1. Create a Sheet subclass

When VisiData tries to open a source with filetype foo, it tries to call open_foo(path), which should return an instance of Sheet, or raise an error. path is a Path object of some kind.

def open_foo(path):
    return FooSheet(path.name, source=path)

class FooSheet(Sheet):
    rowtype = 'foobits'

2. Load data into rows

reload() is called when the Sheet is first pushed, and thereafter by the user with ^R.

Using the Sheet source, reload populates rows:

class FooSheet(Sheet):
    rowtype = 'foobits'  # rowdef: foolib.Bar object
    def reload(self):
        self.rows = []
        for r in crack_foo(self.source):
            self.rows.append(r)

Making the loader asynchronous

The above code will probably work just fine for smaller datasets, but a large enough dataset will cause the interface to freeze. Fortunately, making an async loader is pretty straightforward:

  1. Add @asyncthread decorator on the reload method, which causes it to be launched in a new thread.

  2. Wrap the iterator with Progress. This updates the progress percentage as it passes each element through.

  3. Append each row one at a time. Do not use a list comprehension; rows should become available as they are loaded.

  4. Do not depend on the order of rows after they are added; e.g. do not reference rows[-1]. The order of rows may change during an asynchronous loader.

  5. Catch any Exceptions that might be raised while handling a specific row, and add them as the row instead. Never use a bare except: clause or the loader thread will not be cancelable with Ctrl+C.

async example

class FooSheet(Sheet):
    ...
    @asyncthread
    def reload(self):
        self.rows = []
        for bar in Progress(foolib.iterfoo(self.source.open_text())):
            try:
                r = foolib.parse(bar)
            except Exception as e:
                r = e
            self.rows.append(r)

Test the loader with a large dataset to make sure that:

3. Enumerate the columns

Each sheet has a unique list of columns. Each Column provides a different view into the row.

# # #

GIVEN REQUEST 1: In the VisiData loader guide, why should a loader never use a bare except: clause?
GIVEN REQUEST 2: Resume the VisiData loader guide from the point where it stops.

AVAILABLE DATA:
# # #

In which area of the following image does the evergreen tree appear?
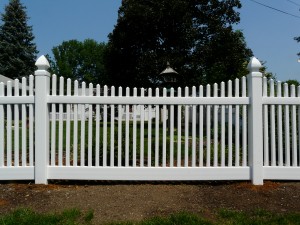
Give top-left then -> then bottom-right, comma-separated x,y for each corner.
106,0 -> 252,87
0,0 -> 37,79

# # #

EXERCISE RESPONSE 1: A bare except: clause keeps the loader thread from being cancelable with Ctrl+C.

EXERCISE RESPONSE 2:
class FooSheet(Sheet):
    rowtype = 'foobits'  # rowdef: foolib.Bar object

    columns = [
        ColumnAttr('name'),  # foolib.Bar.name
        Column('bar', getter=lambda col,row: row.inside[2],
                      setter=lambda col,row,val: row.set_bar(val)),
        Column('baz', type=int, getter=lambda col,row: row.inside[1]*100)
    ]

In general, set columns as a class member. If the columns aren't known until the data is being loaded, reload() should first call self.columns.clear(), and then call self.addColumn(col) for each column at the earliest opportunity.

Column properties

Columns have a few properties, all of which are optional arguments to the constructor except for name:

The getter lambda

The getter is the essential functionality of a Column.

In general, a Column constructor is passed a getter lambda. Columns with more complex functions should be subclasses and override Column.calcValue instead.

The getter is passed the column instance col and the row, and returns the value of the cell. If the sheet itself is needed, it is available as col.sheet.

The default getter returns the entire row.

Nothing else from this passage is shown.